Almost anything concerning human rights in Africa is likely to be unsettling– often bordering on hopeless–sufficient reasons for searching for solutions to some of the continent’s most intractable and on-going problems. The needs are even more urgent when the moment seems propitious for genuine alleviation of some of the continent’s worst excesses: the genocide in Darfur, the children forced to be soldier/murderers in Uganda, the out-of-control rapes in the Congo. John Prendergast and Don Cheadle both understand these issues as well as anyone else today. On numerous occasions, I’ve heard Prendergast lecture forcefully on the atrocities sweeping across the continent; Don Cheadle was nominated for an Academy Award in 2004 for his stunning role in Hotel Rwanda. There’s hardly anyone out there better versed in Africa’s problems than these two activists who wrote an earlier book also concerned with Darfur, called Not on Our Watch (2007).
Second books are often difficult to pull together—not always because of ideas but because of presentation. The three major sections of The Enough Project are focused, first, on the continuation of genocide in Sudan, with the authors’ fears that things can get worse. Second, on Joseph Kory’s Lord’s Resistance Army, mostly in Northern Uganda, with a spill over into neighboring Sudan. Untold thousands of young people have been abducted into the fanatic’s army, which wants overthrow the Ugandan government. And third, the years old war in Congo—sometimes referred to as Africa’s First World War—mostly over minerals used for making computers and cell phones but also diamonds and precious metals. Women, especially, have been the victims of the struggling forces. Rape as a form of warfare has been implemented to an unprecedented degree–mass rape which the authors refer to as “The genetic obliteration of a group of people.”
The statistics for all three of these atrocities are incomprehensible, especially their longevity. But it is this passage from The Enough Moment which ought to give Western governments pause: “The kinds of tactics used by warring parties globally are increasingly targeted at civilian populations who are usually defenseless and largely disconnected from the perpetrators of the violence. As a result, the ratio of civilians to soldiers who die at times runs as high as nine to one.” Millions of people have died in Africa during the past dozen years because of these three destabilized areas.
For me, the optimism that Prendergast and Cheadle share about solving these problems is unrealistic. The book speaks frequently of “Upstanders” (frontline people who are there where the atrocities occur; citizens in the general area, but not necessarily in the fighting zones; and famous people, mostly in the West, who are involved in movements to expose the atrocities) a realistic enough resource, especially if these people are supported by actions from the West, including the United Nations. But looking at President Obama—as the authors do–as the symbol of renewed hope for Africa seems to be unrealistic, almost foolish.

ACTIONS TO TAKE
**A)** In the book review about human rights in Africa, what was the title of the earlier book that Prendergast and Cheadle wrote about Darfur?
**B)** Extend the book review about human rights in Africa, starting right after its final sentence.

STORED DATA
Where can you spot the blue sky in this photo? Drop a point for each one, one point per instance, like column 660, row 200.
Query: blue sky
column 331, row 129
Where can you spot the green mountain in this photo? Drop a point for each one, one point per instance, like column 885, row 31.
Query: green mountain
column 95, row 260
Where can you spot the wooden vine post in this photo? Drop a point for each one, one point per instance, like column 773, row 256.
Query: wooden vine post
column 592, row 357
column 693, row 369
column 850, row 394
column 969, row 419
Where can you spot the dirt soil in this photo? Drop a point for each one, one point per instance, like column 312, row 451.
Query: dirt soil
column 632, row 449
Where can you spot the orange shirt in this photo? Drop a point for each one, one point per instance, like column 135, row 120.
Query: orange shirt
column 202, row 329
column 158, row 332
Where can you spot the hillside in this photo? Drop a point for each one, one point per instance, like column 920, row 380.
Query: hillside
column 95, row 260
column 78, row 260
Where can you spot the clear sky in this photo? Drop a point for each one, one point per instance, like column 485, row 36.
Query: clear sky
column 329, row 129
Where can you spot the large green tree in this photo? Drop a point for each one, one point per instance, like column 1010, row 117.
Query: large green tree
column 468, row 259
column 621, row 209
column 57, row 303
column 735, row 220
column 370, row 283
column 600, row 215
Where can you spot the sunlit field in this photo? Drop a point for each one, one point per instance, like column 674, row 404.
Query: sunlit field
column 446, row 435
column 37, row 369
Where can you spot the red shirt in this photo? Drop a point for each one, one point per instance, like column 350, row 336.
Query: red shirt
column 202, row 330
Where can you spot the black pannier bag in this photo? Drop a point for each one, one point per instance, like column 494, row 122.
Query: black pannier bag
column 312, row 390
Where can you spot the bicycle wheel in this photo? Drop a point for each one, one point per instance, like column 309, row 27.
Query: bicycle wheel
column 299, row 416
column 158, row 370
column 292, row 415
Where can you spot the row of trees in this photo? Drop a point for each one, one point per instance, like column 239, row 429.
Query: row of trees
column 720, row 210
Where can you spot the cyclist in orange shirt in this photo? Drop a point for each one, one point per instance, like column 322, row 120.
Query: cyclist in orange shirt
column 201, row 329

REPLIES
**A)** Not on Our Watch (2007)

**B)**
Yes, Africa—and people of good will throughout the world who are interested in improving the continent’s lot—galvanized around Obama at the time of his election, assuming that change would be coming. Almost two years later, little has happened in regard to the President’s obvious interest in the continent. Obama’s noble goals have been overshadowed by the high-jacking of his agenda by the economic collapse caused by his predecessor. Even one of the President’s closest advisors, Susan Rice, currently Ambassador to the United States, has shaky African credentials. She was undersecretary for Africa during Clinton’s years and unable to convince him to intervene and stop the genocide in Rwanda.
You can hear Susan Rice’s voice on the soundtrack of Hotel Rwanda. At a preview of the movie that I attended in Washington, D.C., Terry George, the director, said that the genocide in Rwanda could have been stopped by a force as small as the District of Columbia Police Department. Those involved in the genocide did not have sophisticated armaments; they used simple machetes. And yet Rice and Clinton did not stop the genocide, though Clinton later stated that his worst foreign affairs error as president was NOT intervening in Rwanda.
If I have belabored this example, I use it simply to show that optimism and good intentions are not enough. Even the three goals presented in this book—peace, protection, and punishment—will not be sufficient without more involvement from Western leaders and their governments. As a possible example, let’s go back to the Lord’s Resistant Army which—with a sadistic leader and a force estimated at ten thousand “soldiers”–has caused untold disaster in Uganda and neighboring areas during the past dozen years. Why is it so difficult to locate Joseph Kory and eliminate him? Can’t drones be implemented to take him out?
I found Prendergast and Cheadle’s goals worthy enough but their implementation less convincing. And the verbatim passages of dialogue between the two of them filled with colloquial terms are unequal to the gravity of their intent.
The Enough Project: Fighting to End Africa’s Worst Human Rights Crimes
By John Prendergast with Don Cheadle
Three Rivers, 304 pp., $14.99
CHARLES R. LARSON is Professor of Literature at American University, in Washington, D.C.